### EXCERPTED PASSAGE
BEGIN
Safetensors
English
bert

LedgerBERT

Model Description

Model Summary

LedgerBERT is a domain-adapted language model specialized for the Distributed Ledger Technology (DLT) field. It was created through continual pre-training of SciBERT on the DLT-Corpus, a comprehensive collection of 2.98 billion tokens from scientific literature, patents, and social media focused on blockchain, cryptocurrencies, and distributed ledger systems.

LedgerBERT captures DLT-specific terminology and concepts, making it particularly effective for NLP tasks involving blockchain technologies, cryptocurrency discourse, smart contracts, consensus mechanisms, and related domain-specific content.

  • Developed by: Walter Hernandez Cruz, Peter Devine, Nikhil Vadgama, Paolo Tasca, Jiahua Xu
  • Model type: BERT-base encoder (bidirectional transformer)
  • Language: English
  • License: CC-BY-NC 4.0 (Creative Commons Attribution-NonCommercial 4.0 International)
  • Base model: SciBERT (allenai/scibert_scivocab_cased)
  • Training corpus: DLT-Corpus (2.98 billion tokens)

Model Architecture

  • Architecture: BERT-base
  • Parameters: 110 million
  • Hidden size: 768
  • Number of layers: 12
  • Attention heads: 12
  • Vocabulary size: 30,522 (SciBERT vocabulary)
  • Max sequence length: 512 tokens

Intended Uses

Primary Use Cases

LedgerBERT is designed for NLP tasks in the DLT domain, including, but not limited to:

  • Named Entity Recognition (NER): Identifying DLT-specific entities such as consensus mechanisms (e.g., Proof of Stake), blockchain platforms (e.g., Ethereum, Hedera), cryptographic concepts (e.g., Merkle tree, hashing)
  • Text Classification: Categorizing DLT-related documents, patents, or social media posts
  • Sentiment Analysis: Analyzing sentiment in cryptocurrency news and social media
  • Information Extraction: Extracting technical concepts and relationships from DLT literature
  • Document Retrieval: Building search systems for DLT content
  • Question Answering (QA): Creating QA systems for blockchain and cryptocurrency topics

Out-of-Scope Uses

  • Real-time trading systems: LedgerBERT should not be used as the sole basis for automated trading decisions
  • Investment advice: Not suitable for providing financial or investment recommendations without proper disclaimers
  • General-purpose NLP: While LedgerBERT maintains general language understanding, it is optimized for DLT-specific tasks
  • Legal or regulatory compliance: Should not be used for legal interpretation without expert review

Training Details

Training Data

LedgerBERT was continually pre-trained on the DLT-Corpus, consisting of:

Total: 22.12 million documents, 2.98 billion tokens

For more details, see: https://huggingface.co/collections/ExponentialScience/dlt-corpus-68e44e40d4e7a3bd7a224402

Training Procedure

Continual Pre-training:

Starting from SciBERT (which already captures multidisciplinary scientific content), LedgerBERT was trained using Masked Language Modeling (MLM) on the DLT-Corpus to adapt the model to DLT-specific terminology and concepts.
END
### REQUIREMENT A
Answer these questions about the LedgerBERT model card, one per line:
(i) Which model was LedgerBERT continually pre-trained from?
(ii) How many parameters does LedgerBERT have?
(iii) Which training objective was used on the DLT-Corpus?
The LedgerBERT model card and the records that follow it are unrelated material.

### RECORDS FOR THE TASK
BEGIN
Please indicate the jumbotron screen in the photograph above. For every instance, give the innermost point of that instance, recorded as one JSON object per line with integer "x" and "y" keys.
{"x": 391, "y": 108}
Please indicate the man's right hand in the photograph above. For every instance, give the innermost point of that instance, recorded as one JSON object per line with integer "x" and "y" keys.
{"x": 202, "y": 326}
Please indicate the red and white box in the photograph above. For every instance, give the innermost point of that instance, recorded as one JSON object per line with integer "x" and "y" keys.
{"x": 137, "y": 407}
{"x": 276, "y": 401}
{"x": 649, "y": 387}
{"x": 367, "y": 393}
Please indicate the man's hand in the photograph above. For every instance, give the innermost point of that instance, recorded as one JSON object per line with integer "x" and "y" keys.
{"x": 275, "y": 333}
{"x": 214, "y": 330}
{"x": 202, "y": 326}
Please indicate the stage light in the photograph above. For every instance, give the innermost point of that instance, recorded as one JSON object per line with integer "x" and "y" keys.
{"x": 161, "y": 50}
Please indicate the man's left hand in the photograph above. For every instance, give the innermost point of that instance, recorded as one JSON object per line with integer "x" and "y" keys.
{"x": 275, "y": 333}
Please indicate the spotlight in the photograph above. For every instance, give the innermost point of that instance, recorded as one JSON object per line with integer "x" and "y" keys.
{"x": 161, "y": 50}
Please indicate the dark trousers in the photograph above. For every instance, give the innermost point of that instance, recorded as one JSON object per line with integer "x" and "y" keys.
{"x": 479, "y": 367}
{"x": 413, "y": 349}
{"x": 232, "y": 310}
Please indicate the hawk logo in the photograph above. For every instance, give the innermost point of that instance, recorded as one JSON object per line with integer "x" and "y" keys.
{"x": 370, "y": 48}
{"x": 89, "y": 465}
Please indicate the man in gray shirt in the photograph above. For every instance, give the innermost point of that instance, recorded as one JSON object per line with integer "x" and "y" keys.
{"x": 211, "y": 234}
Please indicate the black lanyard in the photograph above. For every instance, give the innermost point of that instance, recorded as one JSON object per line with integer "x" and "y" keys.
END
### REQUIREMENT B
Tally the lines of the records that contain the string "hand", and give only that number.

### WORKED SOLUTION A
(i) SciBERT (allenai/scibert_scivocab_cased)
(ii) 110 million
(iii) Masked Language Modeling (MLM)

### WORKED SOLUTION B
3